(Entries from a point annotation set)
--- Start ---

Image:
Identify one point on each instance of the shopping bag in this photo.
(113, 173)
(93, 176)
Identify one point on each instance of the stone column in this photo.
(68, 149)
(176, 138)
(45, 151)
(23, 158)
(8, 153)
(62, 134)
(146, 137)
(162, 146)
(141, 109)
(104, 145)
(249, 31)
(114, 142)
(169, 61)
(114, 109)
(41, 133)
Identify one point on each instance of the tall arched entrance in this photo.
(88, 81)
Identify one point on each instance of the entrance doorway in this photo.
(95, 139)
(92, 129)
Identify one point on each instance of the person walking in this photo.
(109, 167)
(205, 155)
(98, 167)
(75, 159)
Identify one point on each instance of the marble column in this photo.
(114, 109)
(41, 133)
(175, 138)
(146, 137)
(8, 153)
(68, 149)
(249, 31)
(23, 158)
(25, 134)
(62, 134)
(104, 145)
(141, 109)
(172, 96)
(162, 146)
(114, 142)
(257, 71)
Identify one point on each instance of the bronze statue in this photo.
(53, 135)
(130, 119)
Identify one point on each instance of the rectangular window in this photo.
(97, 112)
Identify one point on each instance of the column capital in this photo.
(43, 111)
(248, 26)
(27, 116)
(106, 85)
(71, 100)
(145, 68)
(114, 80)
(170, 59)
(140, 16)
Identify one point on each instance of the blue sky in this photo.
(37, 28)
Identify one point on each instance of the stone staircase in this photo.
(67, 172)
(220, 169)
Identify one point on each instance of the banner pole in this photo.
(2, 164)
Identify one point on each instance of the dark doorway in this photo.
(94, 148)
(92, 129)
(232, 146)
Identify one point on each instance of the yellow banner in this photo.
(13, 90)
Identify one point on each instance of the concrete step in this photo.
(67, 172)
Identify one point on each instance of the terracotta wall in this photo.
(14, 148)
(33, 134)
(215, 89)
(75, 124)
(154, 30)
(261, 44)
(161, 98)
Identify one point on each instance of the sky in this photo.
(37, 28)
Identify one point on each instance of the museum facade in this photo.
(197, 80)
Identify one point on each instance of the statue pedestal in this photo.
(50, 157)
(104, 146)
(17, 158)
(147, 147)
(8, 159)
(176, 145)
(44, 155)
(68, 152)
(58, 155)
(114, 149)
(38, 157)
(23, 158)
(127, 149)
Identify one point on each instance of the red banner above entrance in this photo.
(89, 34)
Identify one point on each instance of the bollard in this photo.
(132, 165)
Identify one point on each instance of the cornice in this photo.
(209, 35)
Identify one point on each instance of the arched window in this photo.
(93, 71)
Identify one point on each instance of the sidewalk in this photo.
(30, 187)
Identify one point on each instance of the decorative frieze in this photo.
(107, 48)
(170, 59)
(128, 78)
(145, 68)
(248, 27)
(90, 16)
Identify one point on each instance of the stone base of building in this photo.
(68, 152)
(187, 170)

--- End ---

*GIVEN EXERCISE*. Rewrite the records from the line containing "Identify one point on each instance of the sky" up to and including the final line of the records, replacing every "Identify" with "Mark" and leaving everything else unchanged.

*EXPECTED ANSWER*.
Mark one point on each instance of the sky in this photo.
(37, 28)
Mark one point on each instance of the museum facade in this photo.
(197, 80)
Mark one point on each instance of the statue pedestal in this photo.
(50, 157)
(104, 146)
(17, 158)
(147, 147)
(8, 159)
(176, 145)
(44, 155)
(68, 152)
(58, 155)
(114, 149)
(38, 157)
(23, 158)
(127, 149)
Mark one point on each instance of the red banner above entrance in this photo.
(89, 34)
Mark one point on each instance of the bollard in this photo.
(132, 165)
Mark one point on each instance of the cornice in this photo.
(209, 35)
Mark one point on each instance of the arched window in this photo.
(93, 71)
Mark one point on each instance of the sidewalk in this photo.
(30, 187)
Mark one point on each instance of the decorative frieze in this photo.
(107, 48)
(170, 59)
(128, 78)
(145, 68)
(248, 27)
(90, 16)
Mark one point on each instance of the stone base of building in this photo.
(68, 152)
(187, 170)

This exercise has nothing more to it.